**Given problem:**
From the line that holds "target | tv stand" to the last line of the data, copy everything exactly; leave out all the rest.

------------------------------------------------------------

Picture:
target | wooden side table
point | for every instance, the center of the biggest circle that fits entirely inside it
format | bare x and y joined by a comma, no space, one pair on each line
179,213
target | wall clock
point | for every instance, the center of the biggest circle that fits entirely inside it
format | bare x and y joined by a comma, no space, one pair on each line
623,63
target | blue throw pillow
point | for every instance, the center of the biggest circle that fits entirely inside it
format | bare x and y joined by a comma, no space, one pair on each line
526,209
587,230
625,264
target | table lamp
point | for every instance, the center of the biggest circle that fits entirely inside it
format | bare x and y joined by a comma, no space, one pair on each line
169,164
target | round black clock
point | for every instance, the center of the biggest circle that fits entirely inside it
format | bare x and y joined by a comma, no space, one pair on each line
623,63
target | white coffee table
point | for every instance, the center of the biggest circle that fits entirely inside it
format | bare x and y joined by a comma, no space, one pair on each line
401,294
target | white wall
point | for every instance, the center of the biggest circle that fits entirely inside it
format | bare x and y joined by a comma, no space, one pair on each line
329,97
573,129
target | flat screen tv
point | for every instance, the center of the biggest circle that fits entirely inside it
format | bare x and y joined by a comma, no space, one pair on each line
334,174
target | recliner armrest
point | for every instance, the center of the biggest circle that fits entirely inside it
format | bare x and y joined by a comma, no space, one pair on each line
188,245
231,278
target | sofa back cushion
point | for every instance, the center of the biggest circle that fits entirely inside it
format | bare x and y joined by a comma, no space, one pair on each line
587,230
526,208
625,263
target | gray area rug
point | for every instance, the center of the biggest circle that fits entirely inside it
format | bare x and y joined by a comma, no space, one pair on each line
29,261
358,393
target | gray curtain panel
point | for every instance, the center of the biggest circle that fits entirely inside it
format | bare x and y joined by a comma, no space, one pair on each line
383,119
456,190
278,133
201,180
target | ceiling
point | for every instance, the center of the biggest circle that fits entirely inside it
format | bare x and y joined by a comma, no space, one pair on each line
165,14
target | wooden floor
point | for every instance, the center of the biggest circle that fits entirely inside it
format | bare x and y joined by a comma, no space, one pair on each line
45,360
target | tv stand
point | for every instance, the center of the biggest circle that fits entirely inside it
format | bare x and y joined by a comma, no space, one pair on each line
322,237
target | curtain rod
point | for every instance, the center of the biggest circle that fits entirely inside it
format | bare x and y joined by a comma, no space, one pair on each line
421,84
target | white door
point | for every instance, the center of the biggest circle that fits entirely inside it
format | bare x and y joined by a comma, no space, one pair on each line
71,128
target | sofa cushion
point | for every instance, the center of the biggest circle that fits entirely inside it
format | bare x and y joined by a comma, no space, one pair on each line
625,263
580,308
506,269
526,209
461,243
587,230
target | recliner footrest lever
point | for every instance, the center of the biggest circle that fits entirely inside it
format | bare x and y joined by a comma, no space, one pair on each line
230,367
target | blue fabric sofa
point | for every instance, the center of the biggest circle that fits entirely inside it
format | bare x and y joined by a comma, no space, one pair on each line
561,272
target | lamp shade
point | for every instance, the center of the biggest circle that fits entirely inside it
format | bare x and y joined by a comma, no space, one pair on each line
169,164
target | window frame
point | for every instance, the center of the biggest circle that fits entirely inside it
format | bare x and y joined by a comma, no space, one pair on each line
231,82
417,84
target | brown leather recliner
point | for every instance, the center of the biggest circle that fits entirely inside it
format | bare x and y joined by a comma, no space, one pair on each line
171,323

------------------------------------------------------------

**Complete answer:**
target | tv stand
point | for every instance, the center of the biggest circle that fits entirely inside it
format | bare x and y joined by a comma, no space, one pair on each line
322,237
target | curtain rod
point | for every instance, the center of the biggest circle that fits entirely inside it
format | bare x and y joined by a comma, no space, one pair on each line
421,84
target | white door
point | for every instance, the center of the biggest circle that fits entirely inside it
format | bare x and y joined by a comma, no space, one pair on each line
71,128
target | sofa cushion
point | for every instance, the center of the biggest circle that fits entirely inside it
format | bare x and y joined by a comma, no space, one pair on each line
625,263
580,308
506,269
526,209
461,243
587,230
target | recliner footrest lever
point | for every instance, the center of the biggest circle that fits entirely inside it
format | bare x and y joined by a comma, no space, one pair on each line
230,367
target | blue fabric sofa
point | for every instance, the center of the biggest circle that fits entirely inside it
format | bare x and y joined by a comma, no space, one pair on each line
561,272
target | lamp shade
point | for every instance, the center of the biggest circle that fits entirely inside it
format | bare x and y joined by a comma, no space, one pair on each line
169,164
target | window frame
point | for every instance, the center of the biggest circle that fits entirely inside it
format | bare x and y joined by a comma, no space, one pair on each line
231,82
417,84
target | brown leather recliner
point | for every instance, the center of the biggest circle that fits entirely inside it
format | bare x and y joined by a comma, no space, one pair on each line
171,323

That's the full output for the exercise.